▸ Extracted data entries:
_ _ _ _ _ _ _
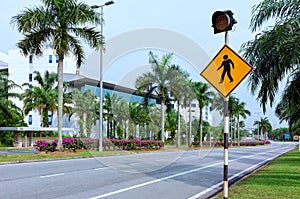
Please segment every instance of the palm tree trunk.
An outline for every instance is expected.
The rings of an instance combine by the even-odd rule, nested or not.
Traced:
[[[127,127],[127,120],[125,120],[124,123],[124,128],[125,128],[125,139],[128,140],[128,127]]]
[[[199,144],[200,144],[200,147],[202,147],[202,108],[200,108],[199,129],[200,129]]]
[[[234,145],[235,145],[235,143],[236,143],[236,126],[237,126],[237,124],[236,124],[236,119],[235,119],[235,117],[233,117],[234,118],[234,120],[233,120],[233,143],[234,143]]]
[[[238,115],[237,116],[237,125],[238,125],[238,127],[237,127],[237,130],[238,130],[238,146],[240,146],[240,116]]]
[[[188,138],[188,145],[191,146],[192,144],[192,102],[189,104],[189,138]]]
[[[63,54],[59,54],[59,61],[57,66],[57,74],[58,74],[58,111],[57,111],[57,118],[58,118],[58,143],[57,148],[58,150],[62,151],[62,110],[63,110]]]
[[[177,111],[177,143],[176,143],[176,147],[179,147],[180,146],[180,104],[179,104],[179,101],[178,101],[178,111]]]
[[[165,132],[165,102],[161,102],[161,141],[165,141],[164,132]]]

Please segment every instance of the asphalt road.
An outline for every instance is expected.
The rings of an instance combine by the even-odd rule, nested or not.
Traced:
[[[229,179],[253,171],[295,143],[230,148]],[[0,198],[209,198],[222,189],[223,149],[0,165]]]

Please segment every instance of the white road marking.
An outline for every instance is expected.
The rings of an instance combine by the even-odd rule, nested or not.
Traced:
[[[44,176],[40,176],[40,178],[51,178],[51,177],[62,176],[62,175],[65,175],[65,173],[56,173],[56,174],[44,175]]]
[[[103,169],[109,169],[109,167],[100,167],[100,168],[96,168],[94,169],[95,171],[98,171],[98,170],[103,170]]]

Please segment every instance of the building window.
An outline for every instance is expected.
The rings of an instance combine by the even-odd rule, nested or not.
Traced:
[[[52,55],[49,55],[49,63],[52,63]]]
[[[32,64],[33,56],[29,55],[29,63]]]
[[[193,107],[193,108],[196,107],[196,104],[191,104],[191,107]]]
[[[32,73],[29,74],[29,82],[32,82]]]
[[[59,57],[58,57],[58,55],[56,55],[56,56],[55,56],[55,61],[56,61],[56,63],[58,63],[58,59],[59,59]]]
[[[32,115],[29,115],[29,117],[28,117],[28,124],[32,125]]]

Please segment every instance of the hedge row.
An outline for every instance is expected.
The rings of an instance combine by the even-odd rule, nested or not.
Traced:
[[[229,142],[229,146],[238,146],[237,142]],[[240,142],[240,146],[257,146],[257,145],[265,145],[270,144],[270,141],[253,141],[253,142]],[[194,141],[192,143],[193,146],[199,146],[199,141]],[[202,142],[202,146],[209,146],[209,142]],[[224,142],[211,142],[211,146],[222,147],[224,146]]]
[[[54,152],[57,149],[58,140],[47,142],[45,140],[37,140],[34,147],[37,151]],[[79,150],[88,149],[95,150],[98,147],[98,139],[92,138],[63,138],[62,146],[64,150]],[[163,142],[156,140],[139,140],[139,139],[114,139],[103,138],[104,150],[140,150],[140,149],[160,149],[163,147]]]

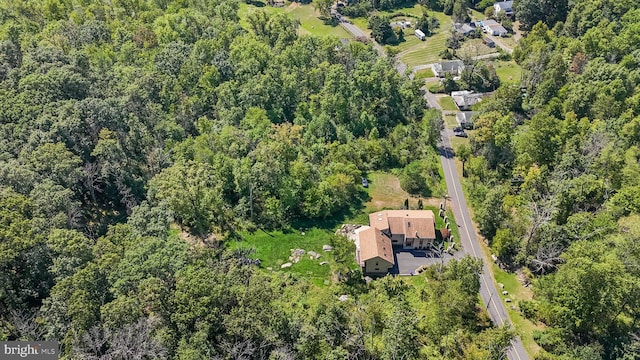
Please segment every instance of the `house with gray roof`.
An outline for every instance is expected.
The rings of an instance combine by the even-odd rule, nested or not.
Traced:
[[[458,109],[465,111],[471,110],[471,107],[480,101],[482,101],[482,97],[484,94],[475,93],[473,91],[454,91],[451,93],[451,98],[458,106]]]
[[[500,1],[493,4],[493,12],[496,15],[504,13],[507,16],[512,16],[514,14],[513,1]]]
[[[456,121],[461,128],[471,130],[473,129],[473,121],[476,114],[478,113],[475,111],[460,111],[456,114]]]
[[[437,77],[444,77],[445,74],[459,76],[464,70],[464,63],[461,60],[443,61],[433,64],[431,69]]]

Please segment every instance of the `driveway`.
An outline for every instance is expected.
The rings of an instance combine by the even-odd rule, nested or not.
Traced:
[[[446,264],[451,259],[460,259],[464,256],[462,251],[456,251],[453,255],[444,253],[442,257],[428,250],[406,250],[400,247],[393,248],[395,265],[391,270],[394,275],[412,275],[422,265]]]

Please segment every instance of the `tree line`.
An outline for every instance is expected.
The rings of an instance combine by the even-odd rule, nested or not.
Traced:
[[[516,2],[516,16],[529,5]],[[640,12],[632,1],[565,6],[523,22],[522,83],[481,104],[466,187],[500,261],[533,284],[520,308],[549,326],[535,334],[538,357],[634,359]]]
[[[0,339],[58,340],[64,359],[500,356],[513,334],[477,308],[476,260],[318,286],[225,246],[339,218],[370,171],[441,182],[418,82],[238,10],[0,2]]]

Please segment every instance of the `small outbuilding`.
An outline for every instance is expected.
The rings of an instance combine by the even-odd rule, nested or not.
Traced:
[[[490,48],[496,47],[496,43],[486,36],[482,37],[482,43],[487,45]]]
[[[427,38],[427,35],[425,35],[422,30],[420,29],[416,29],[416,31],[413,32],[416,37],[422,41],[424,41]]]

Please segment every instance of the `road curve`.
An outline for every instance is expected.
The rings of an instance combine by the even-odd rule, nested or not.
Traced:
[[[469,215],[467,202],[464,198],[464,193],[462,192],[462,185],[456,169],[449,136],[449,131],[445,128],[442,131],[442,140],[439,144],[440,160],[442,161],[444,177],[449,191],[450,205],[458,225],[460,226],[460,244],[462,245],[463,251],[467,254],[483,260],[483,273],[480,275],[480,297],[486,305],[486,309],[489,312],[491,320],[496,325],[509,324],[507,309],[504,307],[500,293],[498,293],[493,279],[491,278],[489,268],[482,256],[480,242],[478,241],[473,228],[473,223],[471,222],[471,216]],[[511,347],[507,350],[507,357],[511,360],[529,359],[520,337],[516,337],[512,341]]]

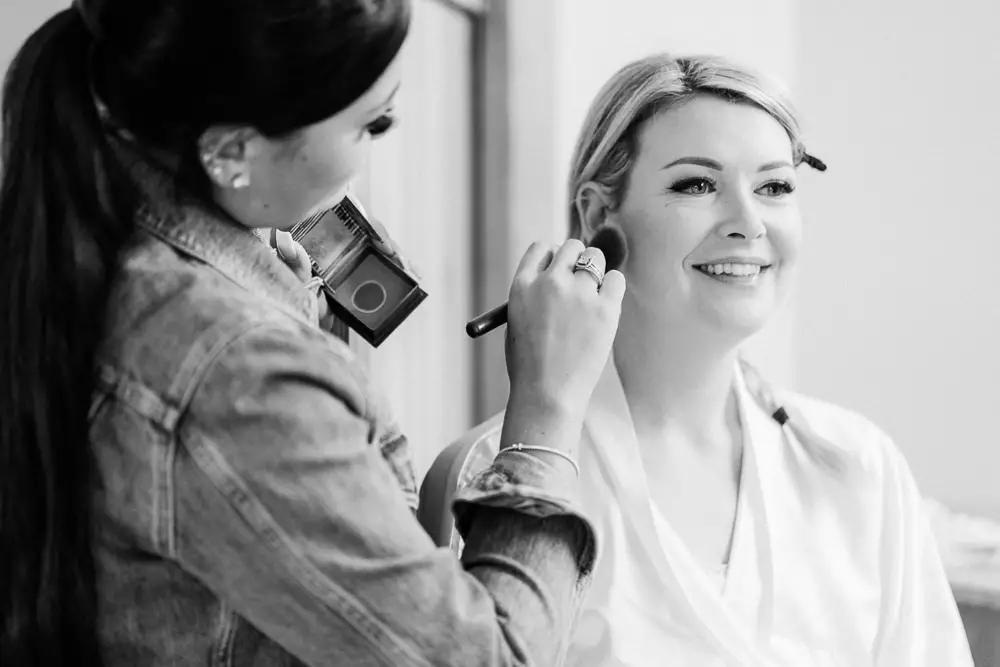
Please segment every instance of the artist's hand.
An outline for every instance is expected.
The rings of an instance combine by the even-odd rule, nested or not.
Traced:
_ _ _ _ _ _ _
▸ PROMPT:
Would you please repeat each record exactly? Leave the pictures out.

▸ WRITTEN RESPONSE:
Please segment every instance of the palm tree trunk.
An outline for every instance is expected.
The rings of an instance combine by the even-odd rule, nested or not.
Traced:
[[[127,127],[127,120],[125,120],[124,123],[124,128],[125,128],[125,139],[128,140],[128,127]]]
[[[199,144],[200,144],[200,147],[202,147],[202,108],[200,108],[199,129],[200,129]]]
[[[234,145],[235,145],[235,143],[236,143],[236,126],[237,126],[237,124],[236,124],[236,119],[235,119],[235,117],[233,117],[234,118],[234,120],[233,120],[233,143],[234,143]]]
[[[238,115],[237,116],[237,125],[238,125],[238,127],[237,127],[237,130],[238,130],[238,146],[240,146],[240,116]]]
[[[188,138],[188,145],[191,146],[192,144],[192,102],[189,104],[189,138]]]
[[[63,54],[59,54],[59,61],[57,66],[57,74],[58,74],[58,111],[57,111],[57,118],[58,118],[58,143],[57,148],[58,150],[62,151],[62,110],[63,110]]]
[[[177,111],[177,143],[176,143],[176,147],[179,147],[180,146],[180,104],[179,104],[179,101],[178,101],[178,111]]]
[[[165,132],[165,102],[161,102],[161,141],[165,141],[164,132]]]

Please segment every instance of the asphalt road.
An outline for every instance is expected.
The rings of an instance combine by the even-odd rule, nested or not.
Traced:
[[[229,179],[253,171],[295,143],[230,148]],[[0,198],[209,198],[222,189],[223,149],[0,165]]]

Please segment every instance of the white road marking.
An outline for every instance is expected.
The rings of an instance combine by the even-odd rule, nested or not.
Traced:
[[[44,176],[40,176],[40,178],[51,178],[51,177],[62,176],[62,175],[65,175],[65,173],[56,173],[56,174],[44,175]]]
[[[103,169],[109,169],[109,167],[100,167],[100,168],[96,168],[94,169],[95,171],[98,171],[98,170],[103,170]]]

Please segment every instance of the building window.
An outline for every instance is expected.
The rings of an instance combine by the even-odd rule, nested or not.
Traced:
[[[52,55],[49,55],[49,63],[52,63]]]
[[[32,64],[33,56],[29,55],[29,63]]]
[[[193,107],[193,108],[196,107],[196,104],[191,104],[191,107]]]
[[[32,73],[29,74],[29,82],[32,82]]]
[[[59,57],[58,57],[58,55],[56,55],[56,56],[55,56],[55,61],[56,61],[56,63],[58,63],[58,59],[59,59]]]
[[[32,115],[29,115],[29,117],[28,117],[28,124],[32,125]]]

Please segment every instance of the hedge row.
An outline for every instance is expected.
The rings of an instance combine by the even-odd rule, nested or not.
Traced:
[[[229,142],[229,146],[238,146],[237,142]],[[240,142],[240,146],[257,146],[257,145],[265,145],[270,144],[270,141],[253,141],[253,142]],[[194,141],[192,143],[193,146],[199,146],[199,141]],[[202,142],[202,146],[209,146],[209,142]],[[224,142],[211,142],[211,146],[222,147],[224,146]]]
[[[54,152],[57,149],[58,140],[47,142],[45,140],[37,140],[34,147],[37,151]],[[79,150],[88,149],[95,150],[98,147],[98,139],[92,138],[63,138],[62,146],[64,150]],[[163,142],[156,140],[139,140],[139,139],[114,139],[103,138],[104,150],[140,150],[140,149],[160,149],[163,147]]]

Please segment every instance of the `house with gray roof`.
An outline for every instance is expected.
The rings of an instance combine by the even-odd rule, nested or not.
Traced:
[[[458,109],[465,111],[471,110],[471,107],[480,101],[482,101],[482,97],[484,94],[475,93],[473,91],[454,91],[451,93],[451,98],[458,106]]]
[[[500,1],[493,4],[493,12],[496,15],[504,13],[507,16],[512,16],[514,14],[513,1]]]
[[[456,121],[461,128],[471,130],[473,129],[473,121],[476,114],[478,113],[475,111],[460,111],[456,114]]]
[[[437,77],[444,77],[445,74],[459,76],[464,70],[464,63],[461,60],[443,61],[433,64],[431,69]]]

Please segment every instance of the `driveway`.
An outline for every instance is expected.
The rings of an instance combine by the even-odd rule, nested or not.
Traced:
[[[446,264],[451,259],[460,259],[464,256],[462,251],[456,251],[453,255],[444,253],[442,257],[428,250],[406,250],[400,247],[393,248],[395,265],[391,270],[394,275],[412,275],[422,265]]]

Please segment every instance of the `tree line`.
An outline for every instance is expected.
The rings of an instance combine by the even-odd rule, nested or not.
Traced:
[[[516,2],[516,16],[529,5]],[[640,12],[632,1],[565,6],[523,22],[522,83],[481,104],[466,187],[500,261],[533,284],[520,308],[549,326],[535,334],[538,357],[634,359]]]
[[[0,339],[58,340],[64,359],[500,356],[513,334],[477,308],[476,260],[318,286],[225,246],[339,218],[370,171],[441,182],[418,82],[238,10],[0,2]]]

Please segment every instance of the `small outbuilding`.
An outline for every instance is expected.
The rings of an instance combine by the even-odd rule, nested or not.
Traced:
[[[490,48],[496,47],[496,43],[486,36],[482,37],[482,43],[487,45]]]
[[[427,38],[427,35],[425,35],[422,30],[420,29],[416,29],[416,31],[413,32],[416,37],[422,41],[424,41]]]

Please segment every instance of the `road curve`.
An outline for every instance is expected.
The rings of an instance combine by the even-odd rule, nested or not.
Traced:
[[[469,215],[467,202],[464,198],[464,193],[462,192],[462,185],[456,169],[449,136],[449,131],[445,128],[442,131],[442,140],[439,144],[440,160],[442,161],[444,177],[449,191],[450,205],[458,225],[460,226],[460,244],[462,245],[463,251],[467,254],[483,260],[483,273],[480,275],[480,297],[486,305],[486,309],[489,312],[491,320],[496,325],[509,324],[507,309],[504,307],[500,293],[498,293],[493,279],[491,278],[489,268],[482,256],[480,242],[478,241],[473,228],[473,223],[471,222],[471,216]],[[511,347],[507,350],[507,357],[511,360],[529,359],[520,337],[516,337],[512,341]]]

Please segment every instance of the artist's hand.
An outline for every instance is expected.
The rings of an instance combine by the even-odd rule, nested or not.
Traced:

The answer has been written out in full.